▶ PROBLEM DESCRIPTION: Quote these lines exactly: the one that holds "# drop a dot on each instance of the white glove;" and every line after it to the end of the material below. Skip pictures.

▶ RECORDS FOR PROCESSING:
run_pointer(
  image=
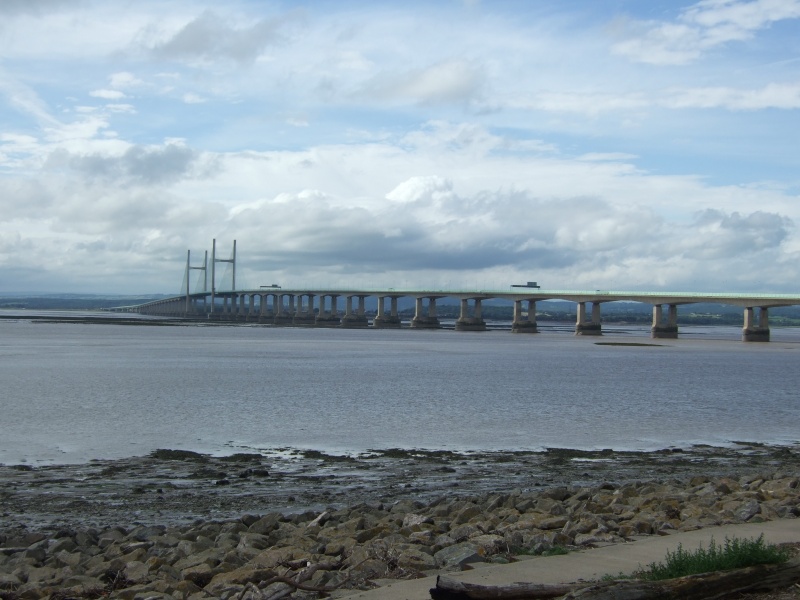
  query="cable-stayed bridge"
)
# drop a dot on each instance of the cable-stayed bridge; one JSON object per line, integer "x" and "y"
{"x": 319, "y": 307}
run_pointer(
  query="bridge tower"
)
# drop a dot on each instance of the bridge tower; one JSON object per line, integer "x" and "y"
{"x": 189, "y": 269}
{"x": 214, "y": 261}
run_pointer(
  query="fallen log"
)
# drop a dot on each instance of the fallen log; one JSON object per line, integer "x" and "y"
{"x": 707, "y": 586}
{"x": 451, "y": 589}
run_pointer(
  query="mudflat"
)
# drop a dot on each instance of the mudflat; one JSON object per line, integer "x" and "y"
{"x": 174, "y": 487}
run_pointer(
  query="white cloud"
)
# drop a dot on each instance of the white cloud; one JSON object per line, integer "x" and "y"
{"x": 448, "y": 81}
{"x": 361, "y": 143}
{"x": 700, "y": 28}
{"x": 107, "y": 94}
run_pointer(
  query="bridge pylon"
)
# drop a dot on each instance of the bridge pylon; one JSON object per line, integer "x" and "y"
{"x": 189, "y": 269}
{"x": 214, "y": 261}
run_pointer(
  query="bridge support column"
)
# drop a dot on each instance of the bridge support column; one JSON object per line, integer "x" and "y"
{"x": 241, "y": 312}
{"x": 524, "y": 324}
{"x": 251, "y": 308}
{"x": 590, "y": 327}
{"x": 266, "y": 314}
{"x": 305, "y": 316}
{"x": 282, "y": 316}
{"x": 465, "y": 322}
{"x": 384, "y": 321}
{"x": 752, "y": 332}
{"x": 327, "y": 318}
{"x": 422, "y": 321}
{"x": 356, "y": 319}
{"x": 661, "y": 330}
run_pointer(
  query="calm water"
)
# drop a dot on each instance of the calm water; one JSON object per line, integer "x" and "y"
{"x": 72, "y": 392}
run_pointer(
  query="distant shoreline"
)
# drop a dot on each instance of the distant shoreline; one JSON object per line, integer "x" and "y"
{"x": 175, "y": 486}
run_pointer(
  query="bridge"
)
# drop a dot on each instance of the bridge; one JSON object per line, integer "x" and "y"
{"x": 276, "y": 305}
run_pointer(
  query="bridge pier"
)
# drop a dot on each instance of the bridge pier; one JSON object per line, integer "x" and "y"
{"x": 384, "y": 321}
{"x": 425, "y": 321}
{"x": 661, "y": 330}
{"x": 305, "y": 316}
{"x": 465, "y": 322}
{"x": 357, "y": 319}
{"x": 251, "y": 308}
{"x": 592, "y": 326}
{"x": 283, "y": 316}
{"x": 522, "y": 324}
{"x": 327, "y": 318}
{"x": 241, "y": 311}
{"x": 752, "y": 332}
{"x": 267, "y": 314}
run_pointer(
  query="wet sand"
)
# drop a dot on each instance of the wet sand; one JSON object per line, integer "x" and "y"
{"x": 179, "y": 487}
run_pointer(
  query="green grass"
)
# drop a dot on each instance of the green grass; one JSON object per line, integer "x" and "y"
{"x": 554, "y": 551}
{"x": 733, "y": 554}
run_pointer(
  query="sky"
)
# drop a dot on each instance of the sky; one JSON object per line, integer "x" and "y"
{"x": 584, "y": 144}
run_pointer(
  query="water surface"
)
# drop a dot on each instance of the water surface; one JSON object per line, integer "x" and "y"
{"x": 73, "y": 392}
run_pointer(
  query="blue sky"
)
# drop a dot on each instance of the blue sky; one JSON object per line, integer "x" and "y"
{"x": 586, "y": 144}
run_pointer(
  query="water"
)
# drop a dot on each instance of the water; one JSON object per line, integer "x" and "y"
{"x": 74, "y": 392}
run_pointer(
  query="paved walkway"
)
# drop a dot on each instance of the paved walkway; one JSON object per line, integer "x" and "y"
{"x": 590, "y": 564}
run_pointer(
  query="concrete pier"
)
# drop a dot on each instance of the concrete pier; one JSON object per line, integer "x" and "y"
{"x": 660, "y": 329}
{"x": 473, "y": 322}
{"x": 591, "y": 326}
{"x": 328, "y": 318}
{"x": 282, "y": 315}
{"x": 422, "y": 320}
{"x": 357, "y": 319}
{"x": 752, "y": 331}
{"x": 304, "y": 314}
{"x": 267, "y": 311}
{"x": 383, "y": 320}
{"x": 521, "y": 323}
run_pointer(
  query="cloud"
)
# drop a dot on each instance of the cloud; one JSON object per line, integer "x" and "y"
{"x": 138, "y": 166}
{"x": 700, "y": 28}
{"x": 107, "y": 94}
{"x": 209, "y": 37}
{"x": 449, "y": 81}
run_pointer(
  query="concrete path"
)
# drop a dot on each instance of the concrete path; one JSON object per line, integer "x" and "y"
{"x": 590, "y": 564}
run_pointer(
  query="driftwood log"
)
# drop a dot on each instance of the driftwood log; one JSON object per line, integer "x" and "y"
{"x": 708, "y": 586}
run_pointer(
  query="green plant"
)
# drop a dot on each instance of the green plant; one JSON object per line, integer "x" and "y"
{"x": 554, "y": 551}
{"x": 734, "y": 554}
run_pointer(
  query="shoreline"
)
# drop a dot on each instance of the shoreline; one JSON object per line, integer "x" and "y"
{"x": 178, "y": 486}
{"x": 177, "y": 524}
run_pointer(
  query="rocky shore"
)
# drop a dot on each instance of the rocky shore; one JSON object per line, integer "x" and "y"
{"x": 291, "y": 523}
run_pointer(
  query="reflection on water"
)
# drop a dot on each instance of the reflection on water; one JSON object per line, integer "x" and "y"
{"x": 72, "y": 392}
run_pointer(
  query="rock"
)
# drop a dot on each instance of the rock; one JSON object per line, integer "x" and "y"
{"x": 265, "y": 524}
{"x": 241, "y": 576}
{"x": 416, "y": 559}
{"x": 458, "y": 556}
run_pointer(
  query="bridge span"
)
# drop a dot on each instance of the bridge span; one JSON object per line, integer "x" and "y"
{"x": 320, "y": 307}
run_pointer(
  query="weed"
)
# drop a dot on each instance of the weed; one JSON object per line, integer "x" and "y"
{"x": 734, "y": 554}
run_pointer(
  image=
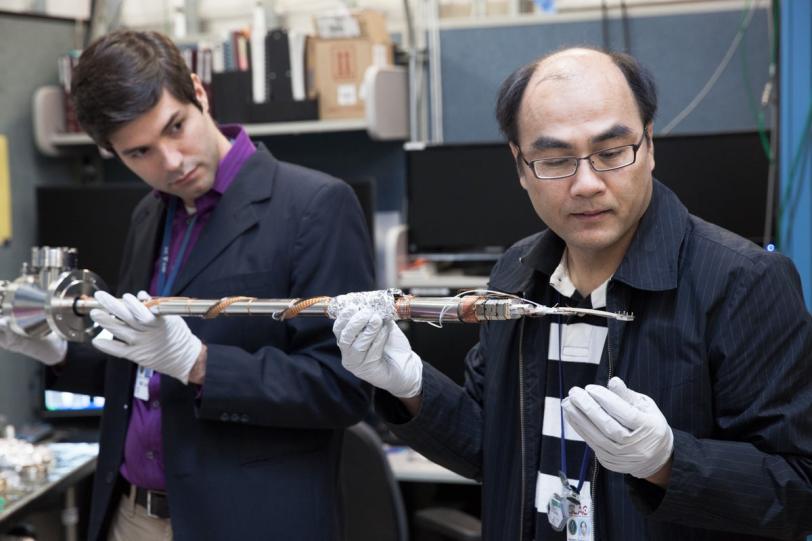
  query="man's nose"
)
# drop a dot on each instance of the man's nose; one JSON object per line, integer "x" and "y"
{"x": 173, "y": 158}
{"x": 586, "y": 181}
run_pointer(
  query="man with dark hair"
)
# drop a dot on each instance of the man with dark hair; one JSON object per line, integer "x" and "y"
{"x": 228, "y": 428}
{"x": 693, "y": 421}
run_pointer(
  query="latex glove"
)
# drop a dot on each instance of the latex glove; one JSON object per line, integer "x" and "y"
{"x": 50, "y": 349}
{"x": 625, "y": 429}
{"x": 378, "y": 352}
{"x": 163, "y": 343}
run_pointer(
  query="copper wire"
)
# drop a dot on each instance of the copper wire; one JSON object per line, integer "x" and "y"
{"x": 296, "y": 308}
{"x": 224, "y": 303}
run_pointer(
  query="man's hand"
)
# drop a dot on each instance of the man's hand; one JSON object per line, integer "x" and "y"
{"x": 626, "y": 429}
{"x": 164, "y": 344}
{"x": 377, "y": 352}
{"x": 50, "y": 349}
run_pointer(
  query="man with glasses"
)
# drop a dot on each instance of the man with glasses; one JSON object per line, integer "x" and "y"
{"x": 694, "y": 421}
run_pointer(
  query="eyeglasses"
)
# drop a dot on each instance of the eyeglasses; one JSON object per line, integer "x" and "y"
{"x": 601, "y": 161}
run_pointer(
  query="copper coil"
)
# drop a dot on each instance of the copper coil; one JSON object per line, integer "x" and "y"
{"x": 224, "y": 303}
{"x": 296, "y": 308}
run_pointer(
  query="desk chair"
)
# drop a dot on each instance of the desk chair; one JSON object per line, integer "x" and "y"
{"x": 373, "y": 507}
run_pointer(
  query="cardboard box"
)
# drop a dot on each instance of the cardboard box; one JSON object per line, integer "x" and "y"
{"x": 336, "y": 67}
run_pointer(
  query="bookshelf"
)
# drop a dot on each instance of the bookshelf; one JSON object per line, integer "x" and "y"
{"x": 386, "y": 119}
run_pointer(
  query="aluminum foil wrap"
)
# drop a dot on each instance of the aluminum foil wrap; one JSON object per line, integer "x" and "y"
{"x": 381, "y": 302}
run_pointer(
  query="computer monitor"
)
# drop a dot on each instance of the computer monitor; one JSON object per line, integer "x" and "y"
{"x": 365, "y": 190}
{"x": 93, "y": 219}
{"x": 466, "y": 198}
{"x": 721, "y": 178}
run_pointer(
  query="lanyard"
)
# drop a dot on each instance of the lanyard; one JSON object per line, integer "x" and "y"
{"x": 587, "y": 450}
{"x": 165, "y": 283}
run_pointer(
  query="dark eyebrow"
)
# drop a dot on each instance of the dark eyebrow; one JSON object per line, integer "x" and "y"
{"x": 169, "y": 123}
{"x": 615, "y": 132}
{"x": 547, "y": 143}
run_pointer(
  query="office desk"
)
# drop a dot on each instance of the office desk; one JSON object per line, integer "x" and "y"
{"x": 72, "y": 463}
{"x": 409, "y": 465}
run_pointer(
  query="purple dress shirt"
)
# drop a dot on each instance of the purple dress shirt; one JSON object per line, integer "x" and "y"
{"x": 143, "y": 464}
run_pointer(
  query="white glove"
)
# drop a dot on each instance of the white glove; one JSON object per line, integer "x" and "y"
{"x": 164, "y": 343}
{"x": 377, "y": 352}
{"x": 50, "y": 349}
{"x": 626, "y": 429}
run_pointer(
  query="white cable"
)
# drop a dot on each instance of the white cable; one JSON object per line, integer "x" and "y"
{"x": 716, "y": 74}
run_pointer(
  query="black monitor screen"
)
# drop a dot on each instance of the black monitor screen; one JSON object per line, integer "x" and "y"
{"x": 721, "y": 178}
{"x": 466, "y": 198}
{"x": 93, "y": 219}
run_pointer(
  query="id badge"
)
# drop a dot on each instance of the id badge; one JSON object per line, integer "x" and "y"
{"x": 556, "y": 513}
{"x": 142, "y": 377}
{"x": 579, "y": 527}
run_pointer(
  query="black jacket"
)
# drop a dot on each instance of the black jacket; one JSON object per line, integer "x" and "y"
{"x": 256, "y": 456}
{"x": 721, "y": 341}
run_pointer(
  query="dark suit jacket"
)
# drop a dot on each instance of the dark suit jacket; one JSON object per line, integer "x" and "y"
{"x": 256, "y": 455}
{"x": 721, "y": 341}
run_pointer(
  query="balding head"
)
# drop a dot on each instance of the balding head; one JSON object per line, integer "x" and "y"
{"x": 567, "y": 64}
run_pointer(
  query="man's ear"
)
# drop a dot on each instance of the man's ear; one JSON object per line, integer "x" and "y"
{"x": 520, "y": 171}
{"x": 200, "y": 93}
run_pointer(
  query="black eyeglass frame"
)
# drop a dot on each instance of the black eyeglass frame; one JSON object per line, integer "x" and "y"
{"x": 635, "y": 148}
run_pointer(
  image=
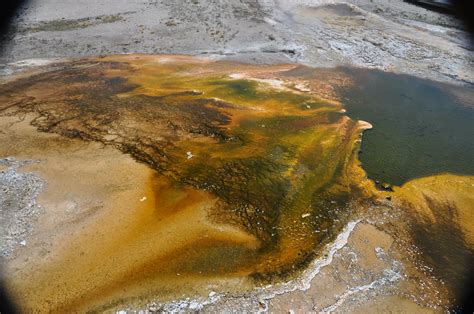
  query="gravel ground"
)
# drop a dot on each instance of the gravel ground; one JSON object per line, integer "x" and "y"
{"x": 18, "y": 206}
{"x": 382, "y": 34}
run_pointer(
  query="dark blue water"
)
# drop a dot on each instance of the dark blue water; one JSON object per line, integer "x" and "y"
{"x": 420, "y": 127}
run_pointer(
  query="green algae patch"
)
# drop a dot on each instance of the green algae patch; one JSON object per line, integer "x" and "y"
{"x": 269, "y": 175}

▶ TASK RESULT:
# drop a dot on each instance of the white glove; one JSON object per line, integer "x" and "y"
{"x": 164, "y": 343}
{"x": 377, "y": 352}
{"x": 50, "y": 349}
{"x": 626, "y": 429}
run_pointer(
  query="white cable"
)
# drop a dot on each instance of the white cable; one JSON object per line, integer "x" and "y"
{"x": 716, "y": 74}
run_pointer(
  query="black monitor screen"
)
# drop a dot on each instance of the black monitor screen; one JSON object per line, integer "x" and "y"
{"x": 721, "y": 178}
{"x": 466, "y": 198}
{"x": 93, "y": 219}
run_pointer(
  query="id badge"
)
# drop a dot on each instance of the id badge; one JSON object per line, integer "x" and "y"
{"x": 556, "y": 513}
{"x": 142, "y": 377}
{"x": 579, "y": 527}
run_pointer(
  query="black jacket"
)
# drop a dot on each instance of the black jacket; one JSON object per line, integer "x" and "y"
{"x": 256, "y": 456}
{"x": 721, "y": 341}
run_pointer(
  query="dark suit jacket"
)
# drop a dot on each instance of the dark suit jacket; one JSON object per line, integer "x" and "y"
{"x": 256, "y": 455}
{"x": 721, "y": 341}
run_pointer(
  query="balding head"
)
# drop a dot on each instance of the balding head; one JSON object per line, integer "x" and "y"
{"x": 567, "y": 64}
run_pointer(
  query="man's ear"
)
# drop a dot on each instance of the man's ear; one JSON object per line, integer "x" and "y"
{"x": 520, "y": 171}
{"x": 200, "y": 93}
run_pointer(
  query="black eyeglass frame"
)
# drop a dot on each instance of the black eyeglass frame; one JSON object per line, integer "x" and "y"
{"x": 635, "y": 148}
run_pointer(
  image=
  query="gravel ground"
)
# drop a dot on each instance of the gravel ground; one JSON object per line, integer "x" and "y"
{"x": 18, "y": 206}
{"x": 382, "y": 34}
run_pointer(
  query="dark blue water"
)
# drop a dot on each instance of the dark blue water; one JSON object per line, integer "x" and "y"
{"x": 420, "y": 127}
run_pointer(
  query="green algae patch"
)
# drop a dot on each instance of the green algae patch; one JSON object per line, integer "x" and "y"
{"x": 269, "y": 175}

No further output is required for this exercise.